DATA EXCERPTS:
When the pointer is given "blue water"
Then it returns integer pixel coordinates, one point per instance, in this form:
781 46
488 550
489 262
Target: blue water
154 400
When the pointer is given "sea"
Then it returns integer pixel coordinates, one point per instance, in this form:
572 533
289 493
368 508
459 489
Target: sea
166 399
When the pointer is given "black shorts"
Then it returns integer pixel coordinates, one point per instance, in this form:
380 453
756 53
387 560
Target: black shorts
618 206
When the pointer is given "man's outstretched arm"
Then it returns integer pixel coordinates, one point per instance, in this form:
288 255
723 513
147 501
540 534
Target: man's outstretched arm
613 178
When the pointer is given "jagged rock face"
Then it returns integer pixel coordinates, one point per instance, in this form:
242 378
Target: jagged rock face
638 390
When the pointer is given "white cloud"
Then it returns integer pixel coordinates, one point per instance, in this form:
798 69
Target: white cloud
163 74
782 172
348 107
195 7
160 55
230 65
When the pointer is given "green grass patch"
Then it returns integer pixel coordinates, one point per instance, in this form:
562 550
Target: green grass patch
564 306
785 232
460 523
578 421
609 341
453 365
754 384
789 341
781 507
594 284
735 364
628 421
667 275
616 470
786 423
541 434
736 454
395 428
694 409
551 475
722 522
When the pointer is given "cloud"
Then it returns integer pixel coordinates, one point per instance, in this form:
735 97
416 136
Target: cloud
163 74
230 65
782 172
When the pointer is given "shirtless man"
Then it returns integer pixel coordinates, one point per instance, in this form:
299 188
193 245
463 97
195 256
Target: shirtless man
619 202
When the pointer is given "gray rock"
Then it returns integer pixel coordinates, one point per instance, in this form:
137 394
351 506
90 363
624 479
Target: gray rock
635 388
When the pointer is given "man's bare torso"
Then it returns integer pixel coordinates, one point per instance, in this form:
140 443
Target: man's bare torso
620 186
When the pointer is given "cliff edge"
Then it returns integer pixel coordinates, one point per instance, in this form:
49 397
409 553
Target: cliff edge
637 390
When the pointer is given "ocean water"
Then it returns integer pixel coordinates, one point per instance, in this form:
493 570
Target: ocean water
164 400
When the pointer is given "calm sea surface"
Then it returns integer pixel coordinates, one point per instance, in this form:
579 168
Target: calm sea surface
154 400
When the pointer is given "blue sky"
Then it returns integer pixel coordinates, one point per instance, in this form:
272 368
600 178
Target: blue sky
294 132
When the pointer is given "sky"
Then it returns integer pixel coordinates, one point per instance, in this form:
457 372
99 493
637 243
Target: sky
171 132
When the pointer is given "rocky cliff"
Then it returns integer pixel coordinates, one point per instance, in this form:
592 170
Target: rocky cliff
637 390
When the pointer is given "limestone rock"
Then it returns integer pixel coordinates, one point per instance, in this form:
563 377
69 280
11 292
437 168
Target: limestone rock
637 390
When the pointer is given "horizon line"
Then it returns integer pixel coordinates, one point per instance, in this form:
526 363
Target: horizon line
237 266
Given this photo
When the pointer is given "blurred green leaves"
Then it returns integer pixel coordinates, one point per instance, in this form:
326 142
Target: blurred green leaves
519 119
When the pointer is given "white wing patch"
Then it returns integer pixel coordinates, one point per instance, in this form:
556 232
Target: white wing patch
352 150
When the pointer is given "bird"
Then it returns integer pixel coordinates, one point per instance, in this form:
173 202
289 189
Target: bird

WHAT THE EXERCISE ASKS:
Give back the whole listing exactly.

OUTPUT FOR THIS EXERCISE:
When the pointer is given "blue water"
Then it returns integer pixel coordinates, one point per instance, in this form:
781 46
488 550
489 262
Target: blue water
154 400
When the pointer is given "sea"
Then it returns integer pixel coordinates, one point per instance, in this form:
572 533
289 493
368 508
459 489
Target: sea
166 399
When the pointer is given "black shorts"
Then it returns integer pixel coordinates, one point per instance, in this form:
380 453
756 53
387 560
Target: black shorts
618 206
When the pointer is given "man's outstretched arm"
Then it returns integer pixel coordinates, one point per instance, in this form:
288 255
723 513
147 501
540 534
Target: man's outstretched arm
613 178
When the pointer is given "jagged rock face"
Then it returns integer pixel coordinates, one point per instance, in this form:
242 378
Target: jagged rock face
638 390
When the pointer is given "white cloud"
Then it returns integer pixel coordinates, one point per instance, in this form:
798 69
Target: white cloud
163 74
782 172
348 107
195 7
160 55
230 65
When the pointer is given "green grass patch"
Then it returns integer pixel coordinates, one point per instance, in this form:
562 550
Target: green grass patch
564 306
785 232
460 523
578 421
609 341
453 365
754 384
789 341
781 507
594 284
735 364
628 421
667 275
616 470
786 423
541 434
736 454
395 428
694 409
551 475
722 522
When the pointer is given "cloud"
Then it returns integer pixel coordinates, one point per instance, in this form:
735 97
416 136
Target: cloud
163 74
230 65
782 172
When the pointer is given "shirtless man"
Then it returns integer pixel coordinates, one point per instance, in this form:
299 188
193 245
463 97
195 256
Target: shirtless man
619 202
When the pointer is given "gray rock"
Then it returns integer pixel coordinates, one point per instance, in this form:
137 394
351 506
90 363
624 479
Target: gray rock
635 388
When the pointer is given "man's bare torso"
Then it returns integer pixel coordinates, one point per instance, in this form:
140 443
Target: man's bare torso
620 186
When the pointer is given "cliff edge"
Then it returns integer pixel coordinates, one point per instance, in this form:
49 397
409 553
Target: cliff edge
637 390
When the pointer is given "ocean water"
Then it returns integer pixel coordinates, one point per instance, in this form:
493 570
Target: ocean water
164 400
When the pointer is given "calm sea surface"
Then it returns integer pixel coordinates, one point per instance, in this form:
579 168
Target: calm sea surface
154 400
When the pointer is given "blue sky"
Then it returns integer pixel coordinates, one point per instance, in this form:
272 368
600 178
Target: blue sky
294 132
When the pointer is given "sky"
Then it returns integer pixel coordinates, one point per instance, in this form:
457 372
99 493
637 243
Target: sky
171 132
When the pointer is given "rocky cliff"
Then it returns integer pixel coordinates, one point per instance, in this form:
592 170
Target: rocky cliff
637 390
When the pointer is given "limestone rock"
Then it returns integer pixel coordinates, one point per instance, in this form:
563 377
69 280
11 292
437 168
Target: limestone rock
637 390
When the pointer is given "horizon line"
Then it returns integer pixel coordinates, one point per instance, in this form:
526 363
Target: horizon line
237 266
Given this photo
When the pointer is given "blurred green leaves"
Then it returns integer pixel coordinates, one point per instance, in this form:
326 142
Target: blurred green leaves
519 119
When the pointer is given "white wing patch"
Then it returns integer pixel coordinates, one point per instance, in this form:
556 232
Target: white wing patch
352 150
When the pointer is given "bird"
Then it returns integer pixel coordinates, one point per instance, in this form:
173 202
289 189
Target: bird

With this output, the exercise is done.